### TO BE DONE:
Write the data out again, exactly as given.

### DATA LINES:
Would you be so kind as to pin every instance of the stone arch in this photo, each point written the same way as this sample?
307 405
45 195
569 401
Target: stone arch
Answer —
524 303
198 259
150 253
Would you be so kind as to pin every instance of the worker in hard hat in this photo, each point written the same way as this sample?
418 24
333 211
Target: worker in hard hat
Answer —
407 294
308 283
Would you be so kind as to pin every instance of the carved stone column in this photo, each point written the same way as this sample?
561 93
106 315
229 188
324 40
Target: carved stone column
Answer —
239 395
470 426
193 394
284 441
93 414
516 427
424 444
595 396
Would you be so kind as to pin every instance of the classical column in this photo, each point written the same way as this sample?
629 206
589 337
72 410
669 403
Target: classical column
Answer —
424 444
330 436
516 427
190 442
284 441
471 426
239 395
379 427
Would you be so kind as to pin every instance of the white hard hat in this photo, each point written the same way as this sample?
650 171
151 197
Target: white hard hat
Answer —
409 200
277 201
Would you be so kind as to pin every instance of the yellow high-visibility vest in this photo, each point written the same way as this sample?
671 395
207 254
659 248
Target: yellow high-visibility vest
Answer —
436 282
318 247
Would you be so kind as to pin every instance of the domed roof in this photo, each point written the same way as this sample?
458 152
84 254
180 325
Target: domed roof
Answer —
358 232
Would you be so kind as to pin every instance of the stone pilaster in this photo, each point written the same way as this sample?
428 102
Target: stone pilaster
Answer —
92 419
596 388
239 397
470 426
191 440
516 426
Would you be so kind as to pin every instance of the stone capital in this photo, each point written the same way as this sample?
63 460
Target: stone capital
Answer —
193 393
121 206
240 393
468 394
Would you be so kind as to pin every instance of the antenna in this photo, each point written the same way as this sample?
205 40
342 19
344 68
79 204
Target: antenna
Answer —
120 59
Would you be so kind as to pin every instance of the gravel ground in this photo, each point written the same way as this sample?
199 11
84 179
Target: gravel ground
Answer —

### RESPONSE FOR THIS EXERCISE:
Would you be so kind as to pin every instance of the stone arch in this photo, each point written the same way as this sample?
307 405
45 195
569 401
Target: stone arch
Answer —
524 303
198 259
150 253
Would you be so kind as to pin every instance of the worker in hard hat in this photo, each point written the same way as this sample?
418 24
333 211
Target: worker in hard hat
Answer —
407 294
308 283
Would you be so kind as to pin every instance of the carved stone column in this photo, each point written the same way as this sample?
561 93
106 315
229 188
324 40
Target: carved stone column
Answer —
239 395
470 426
193 394
284 441
93 414
516 427
424 444
595 396
Would you be so kind as to pin every instance of the classical column in this photo, each point written the same way as this sample?
629 206
589 337
72 410
669 403
Target: classical column
Answer —
424 444
330 436
516 427
190 442
284 441
471 426
239 395
379 427
Would you be so kind as to pin every instance of the white hard hat in this photo, each point written the same way as this sample?
650 171
151 197
Target: white hard hat
Answer —
409 200
277 201
Would you be so kind as to pin every instance of the yellow high-visibility vest in this photo, each point written the same way as this sample?
671 395
207 254
659 248
Target: yellow high-visibility vest
Answer —
436 282
318 247
Would you be so kind as to pin every instance of the domed roof in this photo, each point written the same way as this sample?
458 152
84 254
180 325
Target: domed roof
Answer —
358 232
Would you be so kind as to pin every instance of the stone pilaster in this photo, each point written the same way as this sample?
428 102
Target: stone pilaster
Answer —
92 419
596 388
239 397
470 426
191 440
516 426
Would you be so kind as to pin every instance of the stone capital in this photo, each point written the same way as this sample?
63 460
Target: stone capital
Answer —
193 393
121 206
240 393
468 394
Would you be so kind as to pin every instance of the antenna in this photo, each point written the same way as this sample?
205 40
342 19
344 68
79 204
Target: antenna
Answer —
120 59
Would you be so kind as to pin every instance of the gravel ground in this photo, each point written the same way as this sample?
199 11
84 179
Target: gravel ground
Answer —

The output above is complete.